Supplied text:

This symbol represents the outer product function. It takes two vector arguments and returns a matrix. It is defined as follows: if we write the {i,j}'th element of the matrix to be returned as m_{i,j}, then: m_{i,j}=a_i * b_j where a_i,b_j are the i'th and j'th elements of a, b respectively.

Commented Mathematical property (CMP):
outerproduct(a,b)_{i,j} = a_i * b_j
Formal Mathematical property (FMP):
<OMOBJ>
  <OMA>
    <OMS cd="relation1" name="eq"/>
    <OMA>
      <OMS cd="linalg1" name="matrix_selector"/>
      <OMV name="i"/>
      <OMV name="j"/>
      <OMA>
        <OMS cd="linalg1" name="outerproduct"/>
	<OMV name="a"/>
	<OMV name="b"/>
      </OMA>
    </OMA>
    <OMA>
      <OMS cd="arith1" name="times"/>
      <OMA>
        <OMS cd="linalg1" name="vector_selector"/>
	<OMV name="i"/>
	<OMV name="a"/>
      </OMA>
      <OMA>
        <OMS cd="linalg1" name="vector_selector"/>
	<OMV name="j"/>
	<OMV name="b"/>
      </OMA>
    </OMA>
  </OMA>
</OMOBJ>

eq (matrix_selector ( i, j, outerproduct ( a, b) ) , times (vector_selector ( i, a) , vector_selector ( j, b) ) )

Signatures:
sts


[Next: transpose] [Previous: scalarproduct] [Top]

transpose

This symbol represents a unary function that denotes the transpose of the given matrix or vector

Example:
A representation of the equation transpose matrix([0,1],[2,3]) = matrix([0,2],[1,3]) N.B. in this example the row oriented view of matrix construction is being assumed.

Data section:
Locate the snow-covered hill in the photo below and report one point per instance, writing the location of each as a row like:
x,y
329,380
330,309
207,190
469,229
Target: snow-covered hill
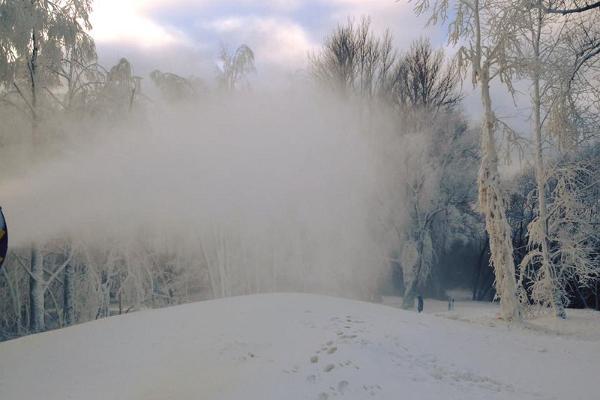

Exercise instructions:
a – In the linear algebra text, what does the outer product function take as arguments, and what does it return?
b – Rewrite the linear algebra text from "This symbol represents a" to "is being assumed.", replacing "unary" with "one-argument".

Answers to the exercises:
a – It takes two vector arguments and returns a matrix.

b –
This symbol represents a one-argument function that denotes the transpose of the given matrix or vector

Example:
A representation of the equation transpose matrix([0,1],[2,3]) = matrix([0,2],[1,3]) N.B. in this example the row oriented view of matrix construction is being assumed.